# A tarefa:
Informe cada linha dos registros abaixo em que aparece a palavra "stone", levando em conta a diferença entre maiúsculas e minúsculas.

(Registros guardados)
....
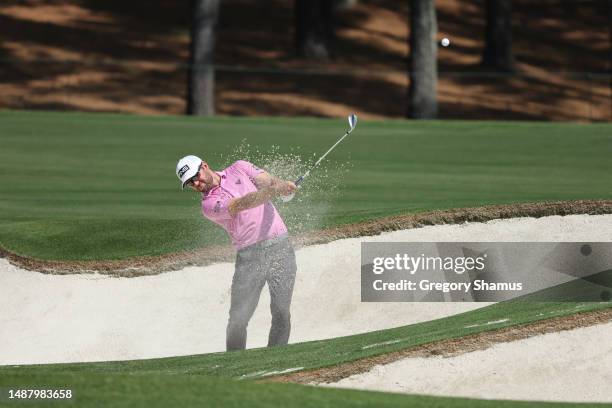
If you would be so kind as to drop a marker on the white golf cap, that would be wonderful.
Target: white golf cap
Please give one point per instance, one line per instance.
(187, 167)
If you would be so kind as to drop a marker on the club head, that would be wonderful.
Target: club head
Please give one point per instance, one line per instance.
(286, 199)
(352, 121)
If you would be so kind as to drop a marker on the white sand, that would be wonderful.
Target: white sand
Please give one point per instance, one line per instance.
(567, 366)
(52, 318)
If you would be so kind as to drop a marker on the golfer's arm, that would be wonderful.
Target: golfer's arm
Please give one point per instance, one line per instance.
(251, 200)
(265, 179)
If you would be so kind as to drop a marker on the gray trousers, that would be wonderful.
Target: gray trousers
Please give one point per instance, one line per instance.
(271, 262)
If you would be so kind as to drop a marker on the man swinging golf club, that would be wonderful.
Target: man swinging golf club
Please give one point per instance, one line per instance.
(238, 199)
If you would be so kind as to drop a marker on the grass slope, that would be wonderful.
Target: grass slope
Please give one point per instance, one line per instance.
(100, 186)
(212, 378)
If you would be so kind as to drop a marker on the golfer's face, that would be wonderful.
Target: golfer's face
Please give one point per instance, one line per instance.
(204, 181)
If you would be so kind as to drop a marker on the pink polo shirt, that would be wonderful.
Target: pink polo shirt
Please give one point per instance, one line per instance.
(249, 226)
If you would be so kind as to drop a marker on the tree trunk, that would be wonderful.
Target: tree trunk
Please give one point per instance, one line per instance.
(313, 28)
(201, 87)
(422, 94)
(498, 35)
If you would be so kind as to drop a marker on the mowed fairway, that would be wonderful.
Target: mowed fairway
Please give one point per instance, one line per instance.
(99, 186)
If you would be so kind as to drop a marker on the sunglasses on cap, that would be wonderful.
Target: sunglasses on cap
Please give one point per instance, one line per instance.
(194, 178)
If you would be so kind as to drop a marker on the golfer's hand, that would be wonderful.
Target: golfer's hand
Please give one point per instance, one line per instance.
(286, 188)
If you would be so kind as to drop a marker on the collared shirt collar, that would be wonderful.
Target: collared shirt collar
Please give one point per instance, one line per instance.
(222, 176)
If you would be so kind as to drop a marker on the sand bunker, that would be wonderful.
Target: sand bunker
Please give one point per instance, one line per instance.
(91, 317)
(566, 366)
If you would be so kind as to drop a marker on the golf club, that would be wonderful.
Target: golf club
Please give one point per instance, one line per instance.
(352, 123)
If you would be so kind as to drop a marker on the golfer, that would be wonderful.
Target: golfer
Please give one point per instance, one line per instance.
(238, 199)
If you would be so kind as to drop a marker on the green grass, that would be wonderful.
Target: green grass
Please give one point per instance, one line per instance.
(223, 379)
(98, 186)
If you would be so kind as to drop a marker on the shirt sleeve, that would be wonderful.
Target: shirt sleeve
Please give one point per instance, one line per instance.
(249, 169)
(216, 208)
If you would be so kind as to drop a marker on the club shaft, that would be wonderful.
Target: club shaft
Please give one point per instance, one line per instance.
(301, 178)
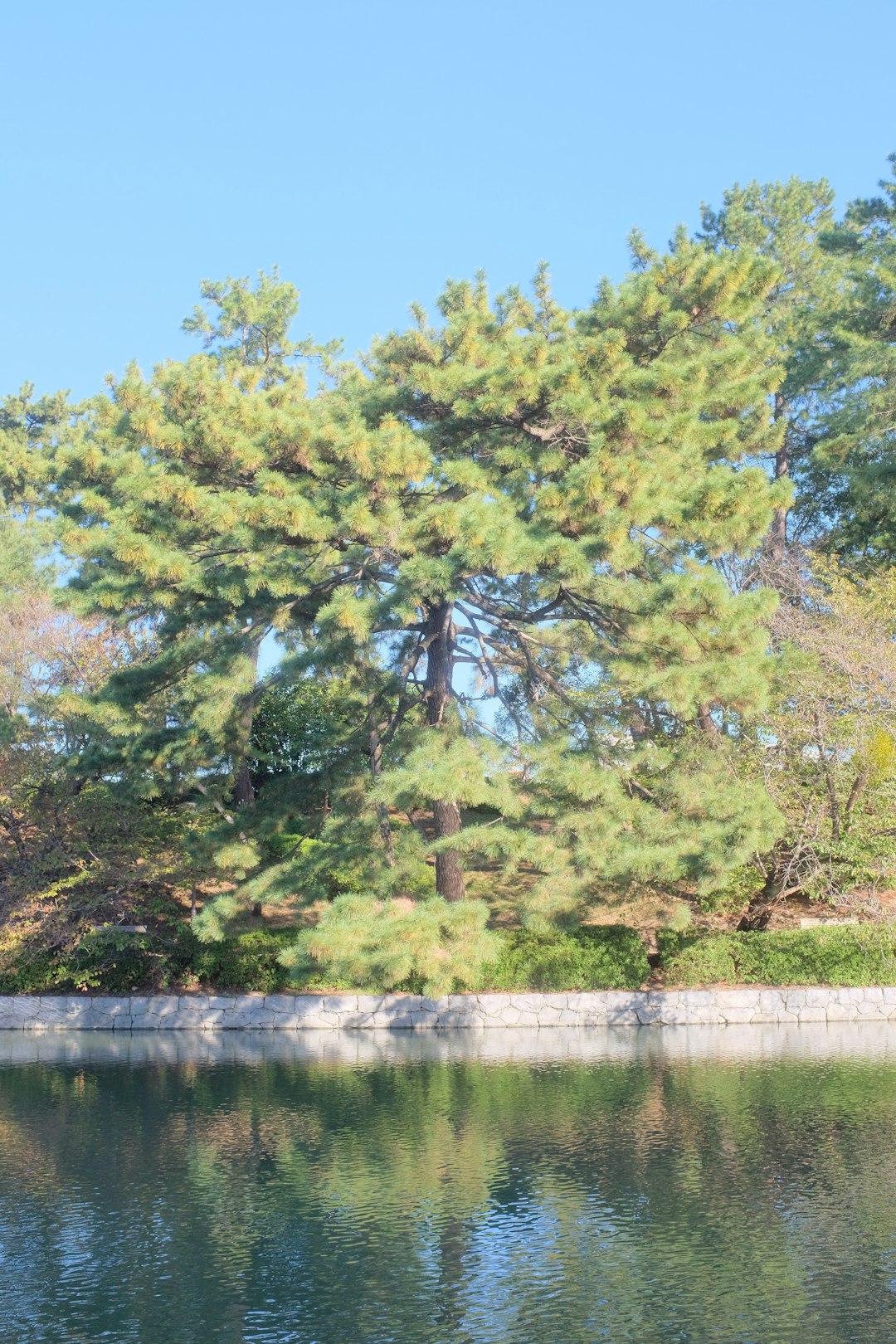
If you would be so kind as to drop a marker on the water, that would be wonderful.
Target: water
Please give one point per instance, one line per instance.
(555, 1187)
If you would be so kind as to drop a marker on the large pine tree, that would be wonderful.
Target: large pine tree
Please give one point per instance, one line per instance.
(496, 533)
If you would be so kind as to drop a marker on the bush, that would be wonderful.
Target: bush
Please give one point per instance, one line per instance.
(856, 955)
(601, 957)
(116, 962)
(247, 962)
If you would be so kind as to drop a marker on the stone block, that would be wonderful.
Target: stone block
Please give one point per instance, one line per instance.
(817, 997)
(813, 1014)
(837, 1011)
(738, 997)
(737, 1016)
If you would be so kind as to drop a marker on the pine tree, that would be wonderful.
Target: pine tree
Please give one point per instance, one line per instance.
(789, 222)
(514, 509)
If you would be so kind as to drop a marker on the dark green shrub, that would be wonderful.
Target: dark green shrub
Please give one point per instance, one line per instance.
(852, 955)
(246, 962)
(601, 957)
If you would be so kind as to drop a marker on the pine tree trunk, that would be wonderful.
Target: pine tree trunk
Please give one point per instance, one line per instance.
(759, 910)
(382, 811)
(778, 530)
(243, 789)
(440, 670)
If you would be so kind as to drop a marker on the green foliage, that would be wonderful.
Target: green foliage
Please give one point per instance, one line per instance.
(855, 955)
(434, 945)
(597, 957)
(514, 565)
(114, 962)
(249, 962)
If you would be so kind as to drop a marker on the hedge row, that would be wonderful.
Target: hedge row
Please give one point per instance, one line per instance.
(606, 957)
(853, 955)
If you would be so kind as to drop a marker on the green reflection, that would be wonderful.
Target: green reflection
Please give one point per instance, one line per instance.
(450, 1202)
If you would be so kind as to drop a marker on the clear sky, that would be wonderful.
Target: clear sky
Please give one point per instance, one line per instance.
(373, 149)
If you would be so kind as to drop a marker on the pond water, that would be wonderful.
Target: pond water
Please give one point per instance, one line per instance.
(507, 1187)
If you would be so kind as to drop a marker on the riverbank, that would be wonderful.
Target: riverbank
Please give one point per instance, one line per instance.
(414, 1012)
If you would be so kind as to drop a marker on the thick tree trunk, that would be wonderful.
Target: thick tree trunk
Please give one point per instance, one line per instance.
(243, 789)
(778, 530)
(758, 913)
(440, 670)
(382, 811)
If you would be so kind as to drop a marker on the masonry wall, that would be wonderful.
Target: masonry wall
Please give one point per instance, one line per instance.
(334, 1012)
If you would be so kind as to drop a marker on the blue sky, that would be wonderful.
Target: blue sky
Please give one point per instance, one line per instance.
(373, 149)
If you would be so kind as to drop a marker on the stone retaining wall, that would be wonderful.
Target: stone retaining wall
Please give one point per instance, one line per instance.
(331, 1012)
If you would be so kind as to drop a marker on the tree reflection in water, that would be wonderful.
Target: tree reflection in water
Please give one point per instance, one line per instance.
(624, 1196)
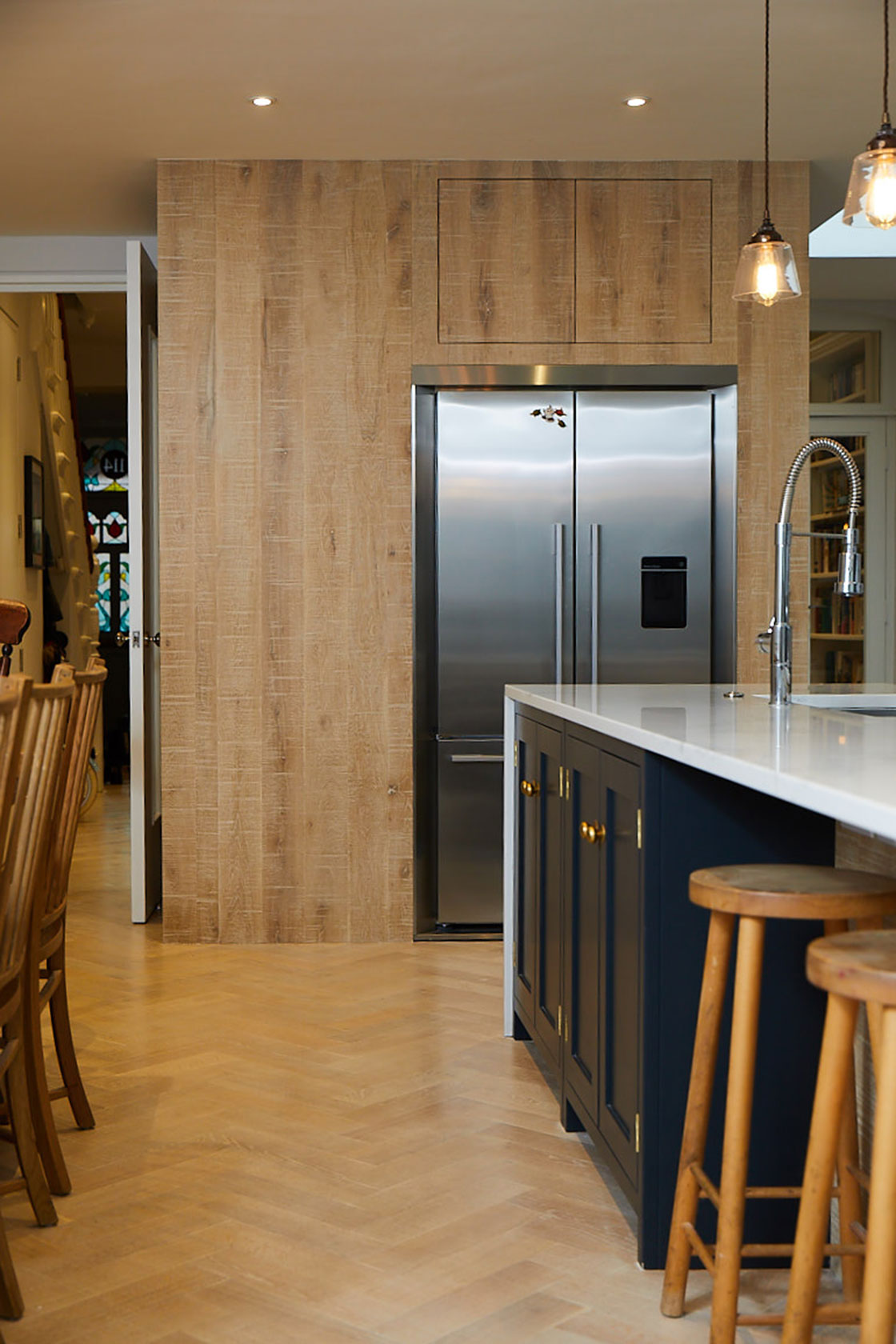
....
# Resposta do exercício:
If you would be so kind as to drop a marker on the stone block, that would be wonderful.
Target: stone block
If you would be so kind as to drop a marker on the stone retaining wall, that would be wonderful.
Target: stone retaining wall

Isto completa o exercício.